RECORDS TO USE:

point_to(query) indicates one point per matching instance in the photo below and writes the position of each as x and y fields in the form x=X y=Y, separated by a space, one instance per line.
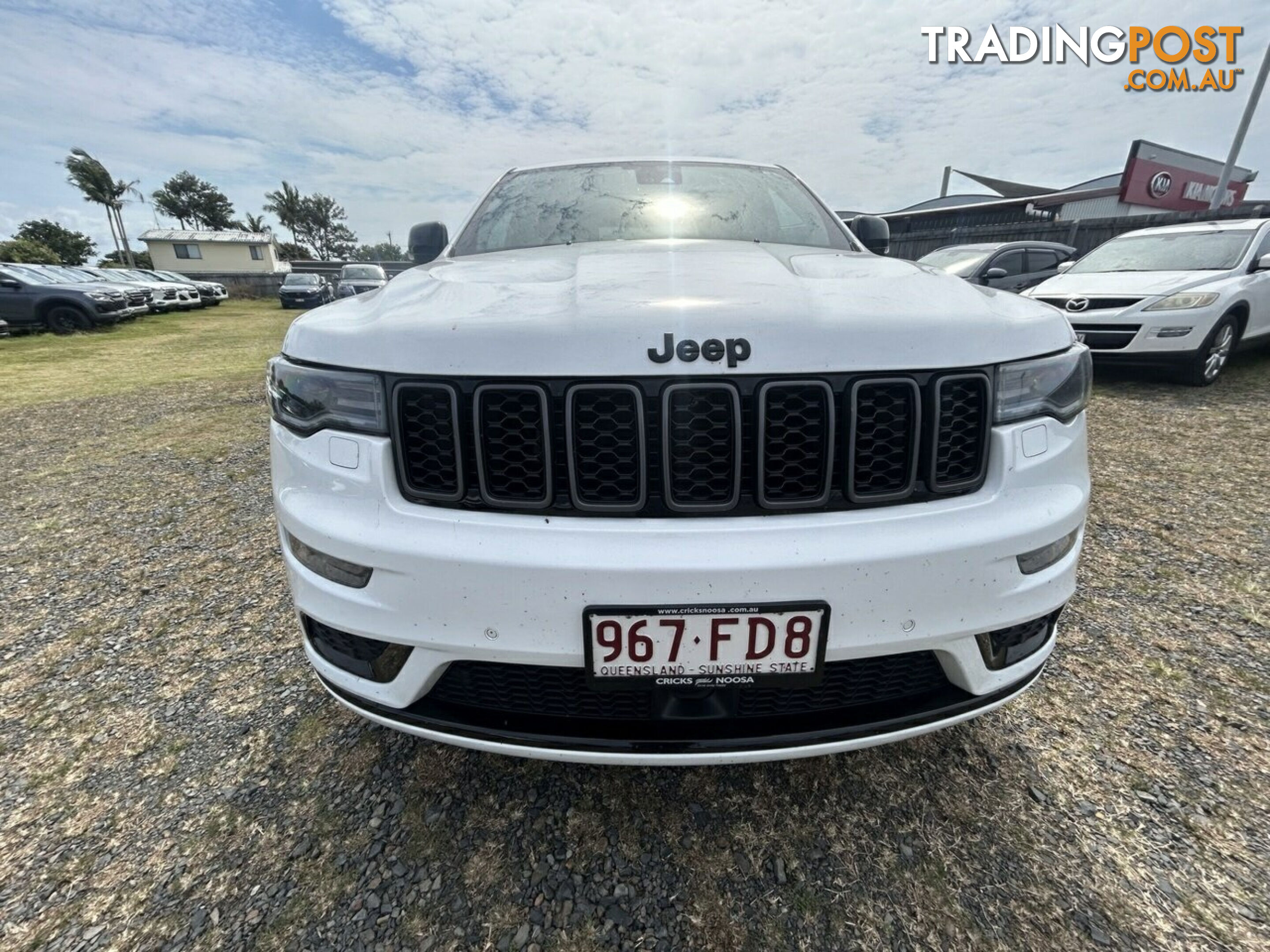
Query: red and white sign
x=1166 y=178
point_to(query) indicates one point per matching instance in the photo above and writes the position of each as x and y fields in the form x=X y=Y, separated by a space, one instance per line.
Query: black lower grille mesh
x=563 y=692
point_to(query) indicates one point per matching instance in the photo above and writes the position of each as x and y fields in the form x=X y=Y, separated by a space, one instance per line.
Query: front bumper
x=1132 y=335
x=487 y=587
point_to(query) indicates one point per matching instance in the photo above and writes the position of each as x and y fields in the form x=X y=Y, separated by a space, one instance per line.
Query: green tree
x=289 y=206
x=116 y=260
x=383 y=252
x=195 y=202
x=71 y=247
x=26 y=252
x=100 y=187
x=322 y=227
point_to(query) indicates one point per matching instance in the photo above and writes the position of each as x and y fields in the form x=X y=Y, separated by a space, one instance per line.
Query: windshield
x=962 y=262
x=365 y=272
x=1180 y=252
x=28 y=275
x=639 y=201
x=64 y=275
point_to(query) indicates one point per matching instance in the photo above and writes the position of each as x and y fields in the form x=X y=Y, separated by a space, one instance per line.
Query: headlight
x=1050 y=386
x=1183 y=301
x=309 y=399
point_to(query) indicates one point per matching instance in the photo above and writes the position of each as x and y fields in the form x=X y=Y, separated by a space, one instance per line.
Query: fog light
x=1043 y=558
x=329 y=566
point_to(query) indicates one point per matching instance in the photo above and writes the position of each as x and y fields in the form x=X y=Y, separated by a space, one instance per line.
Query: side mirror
x=874 y=233
x=427 y=242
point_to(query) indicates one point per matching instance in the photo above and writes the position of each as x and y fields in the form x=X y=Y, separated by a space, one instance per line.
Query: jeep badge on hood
x=736 y=350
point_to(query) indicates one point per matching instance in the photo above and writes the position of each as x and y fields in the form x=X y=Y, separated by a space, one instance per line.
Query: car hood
x=598 y=308
x=1124 y=283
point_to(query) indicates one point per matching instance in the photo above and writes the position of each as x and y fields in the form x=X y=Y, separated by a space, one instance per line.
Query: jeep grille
x=669 y=446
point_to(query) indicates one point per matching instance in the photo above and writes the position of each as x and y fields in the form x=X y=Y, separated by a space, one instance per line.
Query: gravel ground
x=173 y=777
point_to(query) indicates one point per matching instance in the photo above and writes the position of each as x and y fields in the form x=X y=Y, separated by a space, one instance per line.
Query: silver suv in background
x=1183 y=296
x=360 y=279
x=1006 y=266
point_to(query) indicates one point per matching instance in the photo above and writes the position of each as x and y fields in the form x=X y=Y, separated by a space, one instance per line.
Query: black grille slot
x=606 y=447
x=703 y=446
x=796 y=443
x=884 y=429
x=962 y=422
x=563 y=692
x=513 y=455
x=427 y=433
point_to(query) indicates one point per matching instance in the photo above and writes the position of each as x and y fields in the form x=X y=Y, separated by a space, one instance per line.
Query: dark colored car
x=359 y=279
x=31 y=299
x=305 y=291
x=1009 y=266
x=140 y=300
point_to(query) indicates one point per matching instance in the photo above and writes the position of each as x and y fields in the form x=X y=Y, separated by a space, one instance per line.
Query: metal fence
x=1084 y=234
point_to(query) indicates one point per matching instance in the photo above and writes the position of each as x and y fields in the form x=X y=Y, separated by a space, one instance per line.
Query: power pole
x=1225 y=179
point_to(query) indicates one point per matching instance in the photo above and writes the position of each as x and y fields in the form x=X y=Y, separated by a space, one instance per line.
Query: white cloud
x=406 y=111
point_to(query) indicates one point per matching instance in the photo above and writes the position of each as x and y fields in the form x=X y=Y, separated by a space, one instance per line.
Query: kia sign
x=1166 y=178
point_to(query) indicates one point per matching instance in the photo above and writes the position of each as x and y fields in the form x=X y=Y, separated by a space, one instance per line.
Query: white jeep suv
x=657 y=464
x=1184 y=296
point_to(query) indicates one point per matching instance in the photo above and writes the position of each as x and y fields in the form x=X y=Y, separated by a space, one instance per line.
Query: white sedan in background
x=1183 y=295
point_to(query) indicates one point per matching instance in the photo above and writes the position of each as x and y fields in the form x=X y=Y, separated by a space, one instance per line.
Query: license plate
x=705 y=647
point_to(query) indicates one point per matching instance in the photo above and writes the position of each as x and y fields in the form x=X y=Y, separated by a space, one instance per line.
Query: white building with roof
x=214 y=252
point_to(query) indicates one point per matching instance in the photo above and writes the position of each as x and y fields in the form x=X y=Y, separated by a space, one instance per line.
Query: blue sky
x=407 y=110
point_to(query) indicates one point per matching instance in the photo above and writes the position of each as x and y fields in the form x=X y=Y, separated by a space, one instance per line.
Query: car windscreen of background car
x=1184 y=252
x=960 y=262
x=637 y=201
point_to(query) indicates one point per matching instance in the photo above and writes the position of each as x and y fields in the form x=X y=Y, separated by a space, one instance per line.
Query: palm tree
x=289 y=205
x=98 y=186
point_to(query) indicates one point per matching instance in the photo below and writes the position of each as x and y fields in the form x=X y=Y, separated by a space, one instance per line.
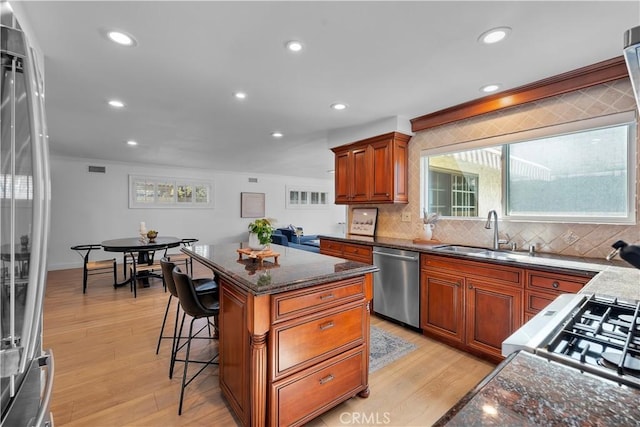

WRITTEN PROBLEM: Pick out every line in the entries above that contains the string "black" with the same capitalization, and copy each of those lines unchanged.

WRITTEN REPLY:
Query: black lower grille mesh
Query: black grille slot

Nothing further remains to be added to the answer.